** EXERCISE **
Take the material below and retype it in full; pictures are left out.

━━━━━━

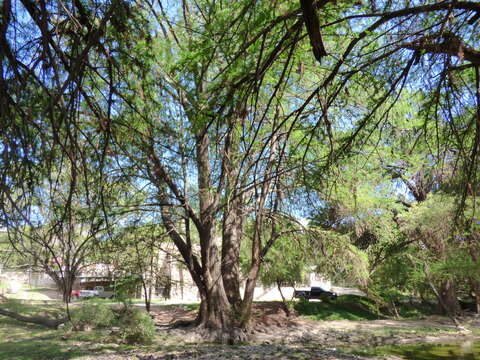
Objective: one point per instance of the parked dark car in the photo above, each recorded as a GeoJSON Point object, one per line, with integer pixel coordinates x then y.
{"type": "Point", "coordinates": [315, 292]}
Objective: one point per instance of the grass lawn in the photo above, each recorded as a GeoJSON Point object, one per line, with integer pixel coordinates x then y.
{"type": "Point", "coordinates": [22, 341]}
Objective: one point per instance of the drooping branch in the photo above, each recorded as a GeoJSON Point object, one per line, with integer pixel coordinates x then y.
{"type": "Point", "coordinates": [446, 43]}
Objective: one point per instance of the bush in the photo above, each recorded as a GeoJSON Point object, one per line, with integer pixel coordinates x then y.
{"type": "Point", "coordinates": [136, 327]}
{"type": "Point", "coordinates": [92, 315]}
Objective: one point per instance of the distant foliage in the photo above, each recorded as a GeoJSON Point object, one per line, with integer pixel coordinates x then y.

━━━━━━

** OUTPUT OF THE EXERCISE **
Objective: one point per instance of the parked dark car in the photo above, each recorded as a GeoJSON Point object, one per line, with integer pixel coordinates x then y.
{"type": "Point", "coordinates": [315, 292]}
Objective: one point per instance of the grass lawn in the photo above, each recorded as a GeoJSON Point object, one per line, with integer pixel coordinates x then y.
{"type": "Point", "coordinates": [22, 341]}
Objective: one point per instance of the drooping branch in the photo above, each recorded as a GeoJSON Point object, one per line, with integer pixel coordinates x then y.
{"type": "Point", "coordinates": [446, 43]}
Objective: one point per instance of the bush in the photo above, each recorded as a GeoJSON Point object, one per line, with integer pixel coordinates x then y.
{"type": "Point", "coordinates": [136, 327]}
{"type": "Point", "coordinates": [92, 315]}
Objective: one point per instance of the distant foliage in the photo above, each recorded as a GeoJSON Point object, one per line, with integer pixel coordinates x then y.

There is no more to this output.